Excerpt:
Start of Block
A contractor the state hired to manage payments issues checks worth pennies
By EMILIE RITTER SAUNDERS and AUDREY DUTTON
BOISE STATE PUBLIC RADIO, email@example.comAugust 25, 2014
The state’s effort to rein in Medicaid costs has created deep friction between small businesses that deliver behavioral-health services to Medicaid patients and a new contractor hired to manage them.
Service providers across Idaho have raised complaints over the last 11 months that the contractor, Optum Idaho, a unit of United Behavioral Health, has created red tape and cut services needed by at-risk patients.
Now providers in the Treasure Valley have raised another complaint: Optum isn’t paying them promptly, putting their businesses’ survival and employees’ jobs at risk.
Optum says it has fixed a glitch that resulted in tiny claims payments to the companies, which provide counseling and other behavioral health services to low-income and disabled adults and children on Medicaid.
Optum says it erroneously sent small checks totaling amounts like $.05, $.07, or $.11 starting Aug. 1 to providers who care for Medicaid patients who need behavioral-health treatment.
“(We) apologize for any inconvenience caused by this temporary error, and we invite any provider with concerns or questions to call Optum Idaho,” Optum said in a statement.
But some providers say the problem actually began last September, when Optum took over management of Idaho’s Medicaid behavioral health system.
Two of the Treasure Valley’s largest mental health care providers for Medicaid patients say these tiny payments have recurred throughout Optum’s first 11 months in Idaho.
End of Block
Brief:
In the article about Optum Idaho's Medicaid payments, what date does Optum give for when it began sending the erroneous small checks?

Source data:
Start of Block
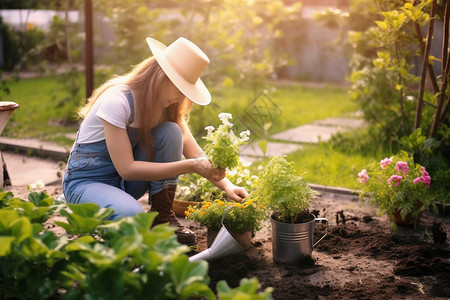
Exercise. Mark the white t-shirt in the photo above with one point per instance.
(113, 107)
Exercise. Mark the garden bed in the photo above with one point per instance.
(359, 259)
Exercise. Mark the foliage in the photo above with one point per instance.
(241, 218)
(193, 187)
(246, 287)
(122, 259)
(283, 192)
(397, 183)
(222, 148)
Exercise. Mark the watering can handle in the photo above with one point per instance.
(326, 232)
(225, 212)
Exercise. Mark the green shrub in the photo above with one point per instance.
(101, 259)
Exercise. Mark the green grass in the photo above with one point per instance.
(41, 113)
(324, 165)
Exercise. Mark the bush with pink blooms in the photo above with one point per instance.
(396, 184)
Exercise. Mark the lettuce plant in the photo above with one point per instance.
(122, 259)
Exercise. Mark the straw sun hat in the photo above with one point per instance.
(183, 62)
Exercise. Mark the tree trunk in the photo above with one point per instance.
(445, 66)
(424, 66)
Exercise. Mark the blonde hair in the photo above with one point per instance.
(147, 80)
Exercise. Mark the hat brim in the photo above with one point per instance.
(197, 93)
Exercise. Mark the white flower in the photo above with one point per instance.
(185, 190)
(245, 135)
(36, 186)
(224, 117)
(232, 172)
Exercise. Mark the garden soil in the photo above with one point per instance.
(360, 258)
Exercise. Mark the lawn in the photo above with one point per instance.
(47, 112)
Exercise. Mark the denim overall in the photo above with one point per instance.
(90, 175)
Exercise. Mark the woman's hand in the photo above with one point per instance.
(204, 168)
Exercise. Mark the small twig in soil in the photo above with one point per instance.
(419, 287)
(341, 215)
(439, 235)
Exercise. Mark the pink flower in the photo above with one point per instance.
(402, 166)
(417, 180)
(363, 177)
(426, 179)
(385, 162)
(395, 179)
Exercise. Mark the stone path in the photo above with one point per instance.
(25, 170)
(292, 140)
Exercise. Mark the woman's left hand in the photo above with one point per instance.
(236, 193)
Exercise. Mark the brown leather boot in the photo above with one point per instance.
(162, 203)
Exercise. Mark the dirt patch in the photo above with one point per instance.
(360, 258)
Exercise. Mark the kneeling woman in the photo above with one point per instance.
(135, 132)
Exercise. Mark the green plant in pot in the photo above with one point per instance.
(242, 220)
(288, 197)
(397, 187)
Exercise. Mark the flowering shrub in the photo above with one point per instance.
(223, 145)
(242, 217)
(396, 183)
(286, 194)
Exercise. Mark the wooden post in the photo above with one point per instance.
(89, 49)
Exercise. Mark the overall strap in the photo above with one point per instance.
(131, 102)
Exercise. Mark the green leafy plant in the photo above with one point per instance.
(247, 290)
(84, 218)
(396, 184)
(193, 187)
(287, 195)
(223, 145)
(123, 259)
(241, 218)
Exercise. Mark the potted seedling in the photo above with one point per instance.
(242, 220)
(222, 149)
(288, 197)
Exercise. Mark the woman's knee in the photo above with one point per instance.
(128, 209)
(168, 139)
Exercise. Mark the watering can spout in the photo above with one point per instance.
(223, 245)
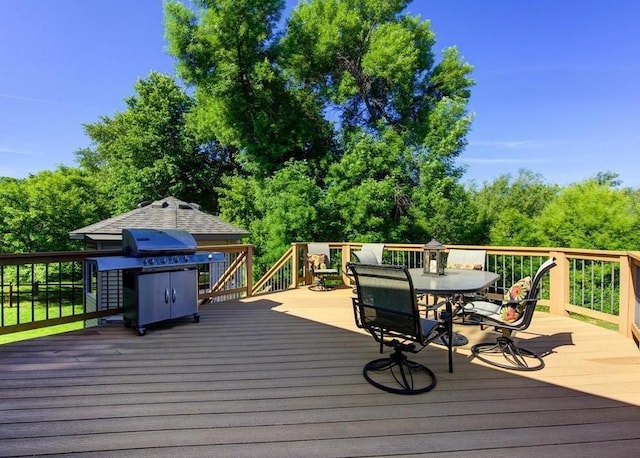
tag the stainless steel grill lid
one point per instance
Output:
(157, 242)
(154, 249)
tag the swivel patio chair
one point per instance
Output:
(319, 265)
(513, 314)
(386, 306)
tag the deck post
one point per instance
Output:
(559, 284)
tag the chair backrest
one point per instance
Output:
(320, 248)
(366, 257)
(376, 249)
(531, 299)
(387, 301)
(466, 259)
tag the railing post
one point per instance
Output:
(249, 270)
(346, 257)
(559, 284)
(627, 296)
(295, 276)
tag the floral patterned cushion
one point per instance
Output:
(512, 305)
(317, 261)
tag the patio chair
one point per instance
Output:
(319, 265)
(386, 307)
(366, 257)
(461, 259)
(512, 314)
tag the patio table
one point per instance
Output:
(453, 282)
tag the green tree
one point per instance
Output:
(507, 207)
(280, 209)
(228, 50)
(350, 88)
(592, 215)
(148, 152)
(37, 213)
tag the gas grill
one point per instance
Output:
(159, 275)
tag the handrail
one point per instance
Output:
(229, 272)
(608, 279)
(286, 257)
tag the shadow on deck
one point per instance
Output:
(280, 375)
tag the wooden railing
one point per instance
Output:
(46, 289)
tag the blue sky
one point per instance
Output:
(558, 81)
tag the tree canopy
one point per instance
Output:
(339, 123)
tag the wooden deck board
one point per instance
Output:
(280, 375)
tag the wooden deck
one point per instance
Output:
(280, 375)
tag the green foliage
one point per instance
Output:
(148, 152)
(38, 213)
(507, 207)
(244, 99)
(590, 215)
(277, 210)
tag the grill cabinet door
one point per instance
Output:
(154, 297)
(184, 293)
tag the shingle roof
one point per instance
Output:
(167, 213)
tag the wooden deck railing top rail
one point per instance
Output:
(598, 284)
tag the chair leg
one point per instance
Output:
(397, 374)
(517, 358)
End of Block
Solved problem:
Aug. 1